─── Passage shown ───
He's going to school out here, I'm going to school, we both work. I think it's awesome that he got signed up for school, even if they're online classes. I can see him starting to really apply his brain to problems, and he has a good brain.

I'm a sparky sort of person, and I love quick wit and cleverness and drinking in bars. Maybe I love those things too much. I feel selfish and shallow about how much I miss doing that kind of thing with him, and how obviously different my conversation style is with him compared to even how I talk with our roommates.

So should I let him know? Is that weirdly codependent, to tell him I want to take a break but want him to help plan it because I don't want to wreck his life? Is even bringing it up manipulative, 'cause it's like I'm warning him to shape up or something?
posted by brisquette to Human Relations (18 answers total) 1 user marked this as a favorite
 
What does "taking a break" mean? Not seeing one another as much? Not being affectionate? Screwing other people? Getting into other relationships, whether casual or long-term?

People will disagree with me, hopefully, but I say shit or get off the pot. If you want to break up with him, break up with him. If you want to stay together and establish greater boundaries, do so. You're not locked in here, but you shouldn't be putting him into a liminal state that is conceived and defined by you. Doing so is the definition of manipulative.

As far as his mental health being a part of this? The only person responsible for his state is himself. You did not, in fact, sign up to make sure he takes his pills, contacting his doctor, etc. In fact, you doing so may very well be preventing him from establishing a self-supportive routine. I'm not putting you down, of course, it's very hard to watch a significant other suffer without trying to help somehow, but there should be hard-and-fast boundaries to it (as I mentioned above.)
posted by griphus at 12:40 PM on October 11, 2010 [7 favorites]


Is that weirdly codependent, to tell him I want to take a break but want him to help plan it because I don't want to wreck his life?
───
- [Required work]:
- A) Rewrite the relationship post starting at "I'm a sparky" and ending at "casual or long-term?", changing "roommates" to "housemates".
- B) Extend the relationship post beyond its final sentence, keeping the same voice.
─── Listing ───
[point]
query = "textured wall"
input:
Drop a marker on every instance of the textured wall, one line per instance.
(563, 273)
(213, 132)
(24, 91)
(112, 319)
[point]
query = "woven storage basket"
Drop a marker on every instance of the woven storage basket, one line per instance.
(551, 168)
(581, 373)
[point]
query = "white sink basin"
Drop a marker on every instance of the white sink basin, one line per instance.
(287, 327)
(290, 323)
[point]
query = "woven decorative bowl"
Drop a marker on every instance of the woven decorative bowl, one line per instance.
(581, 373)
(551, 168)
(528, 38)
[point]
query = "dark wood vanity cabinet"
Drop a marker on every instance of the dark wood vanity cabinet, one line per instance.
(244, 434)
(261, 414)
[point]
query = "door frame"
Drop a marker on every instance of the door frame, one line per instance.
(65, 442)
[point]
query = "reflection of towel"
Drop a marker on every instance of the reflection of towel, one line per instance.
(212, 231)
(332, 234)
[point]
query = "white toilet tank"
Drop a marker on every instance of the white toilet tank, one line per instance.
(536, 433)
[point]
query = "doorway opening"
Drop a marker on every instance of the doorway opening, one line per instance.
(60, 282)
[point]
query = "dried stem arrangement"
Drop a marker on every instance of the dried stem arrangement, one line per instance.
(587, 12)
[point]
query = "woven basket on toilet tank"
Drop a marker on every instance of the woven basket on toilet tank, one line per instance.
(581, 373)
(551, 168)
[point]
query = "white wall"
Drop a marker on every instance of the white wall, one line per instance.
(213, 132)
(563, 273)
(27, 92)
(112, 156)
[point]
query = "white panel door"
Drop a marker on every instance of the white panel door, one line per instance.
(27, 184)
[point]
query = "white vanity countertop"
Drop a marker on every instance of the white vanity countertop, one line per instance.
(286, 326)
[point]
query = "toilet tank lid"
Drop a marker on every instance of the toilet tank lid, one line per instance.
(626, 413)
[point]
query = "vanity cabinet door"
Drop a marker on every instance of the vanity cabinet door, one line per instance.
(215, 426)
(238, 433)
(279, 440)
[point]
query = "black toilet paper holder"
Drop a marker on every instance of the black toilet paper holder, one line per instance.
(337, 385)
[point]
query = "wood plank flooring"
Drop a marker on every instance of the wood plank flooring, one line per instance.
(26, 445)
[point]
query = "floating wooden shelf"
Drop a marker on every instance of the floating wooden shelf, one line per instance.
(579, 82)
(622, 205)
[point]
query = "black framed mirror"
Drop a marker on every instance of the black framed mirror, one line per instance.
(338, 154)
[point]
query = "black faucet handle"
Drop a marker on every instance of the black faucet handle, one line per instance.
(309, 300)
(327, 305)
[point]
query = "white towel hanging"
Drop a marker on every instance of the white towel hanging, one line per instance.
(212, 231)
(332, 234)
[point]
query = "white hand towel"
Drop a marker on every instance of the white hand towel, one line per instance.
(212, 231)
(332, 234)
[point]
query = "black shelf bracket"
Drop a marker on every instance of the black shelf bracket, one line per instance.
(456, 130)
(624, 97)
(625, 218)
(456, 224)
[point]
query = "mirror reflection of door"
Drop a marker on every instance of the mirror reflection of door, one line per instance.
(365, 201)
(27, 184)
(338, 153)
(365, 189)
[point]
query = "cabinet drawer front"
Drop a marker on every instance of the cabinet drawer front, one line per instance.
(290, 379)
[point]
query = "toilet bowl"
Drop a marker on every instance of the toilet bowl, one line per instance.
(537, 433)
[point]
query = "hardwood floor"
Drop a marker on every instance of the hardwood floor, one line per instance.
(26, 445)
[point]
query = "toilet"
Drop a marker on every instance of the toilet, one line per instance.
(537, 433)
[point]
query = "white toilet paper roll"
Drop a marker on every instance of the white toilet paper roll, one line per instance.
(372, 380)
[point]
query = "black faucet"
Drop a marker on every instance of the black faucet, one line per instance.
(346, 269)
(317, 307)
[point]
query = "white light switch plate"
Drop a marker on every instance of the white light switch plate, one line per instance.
───
- [Solved problems]:
- A)
I'm a sparky sort of person, and I love quick wit and cleverness and drinking in bars. Maybe I love those things too much. I feel selfish and shallow about how much I miss doing that kind of thing with him, and how obviously different my conversation style is with him compared to even how I talk with our housemates.

So should I let him know? Is that weirdly codependent, to tell him I want to take a break but want him to help plan it because I don't want to wreck his life? Is even bringing it up manipulative, 'cause it's like I'm warning him to shape up or something?
posted by brisquette to Human Relations (18 answers total) 1 user marked this as a favorite
 
What does "taking a break" mean? Not seeing one another as much? Not being affectionate? Screwing other people? Getting into other relationships, whether casual or long-term?

- B)
I don't know how "weird" it is, but yes, it is co-dependent. The point of taking a break is for the two of you to be alone. That can't happen if you're still running his life.

I keep telling myself that he is a grown person and probably in a place where he can make his own decisions again. But what if he's not?

Of course he is- everyone makes their own decisions. He might not make the decisions you want him to make, but if you're ending the relationship, that's not your concern.
posted by ThePinkSuperhero at 12:41 PM on October 11, 2010 [1 favorite]


It's okay to want to take a break from a person while they figure their stuff out, especially if you're the kind of person who doesn't deal with that kind of stuff very well.

However, if you were him and in his shoes, how would you want to be treated by him, especially if you were in a vulnerable position?

It doesn't really sound like you love him enough to be there for him and I think you should probably think about ending the relationship. It's not fair to be like, "Well, I'll be serious with you again when you're all better."

But remember, if you don't have it in you, you don't have it in you, and that's not bad. It's just not what you're willing to do, and that's okay. People don't have the capacity to deal with certain kinds of problems and issues, and you don't have to fake having that ability, because that would just make it all worse.
posted by anniecat at 12:47 PM on October 11, 2010


[few comments removd - please ease up on answering questions that weren't asked, especially in all-caps fashion, thanks]
posted by jessamyn (staff) at 12:55 PM on October 11, 2010 [2 favorites]


I think it will be worse if you "plan" to take a break at some point in the future, because you'll both know that date and it will affect your interactions. The only way I could see that actually working is if you had a date where one of you was moving, etc. Planning to take a break in the future just sounds like it's asking for lots of resentment during the time in between.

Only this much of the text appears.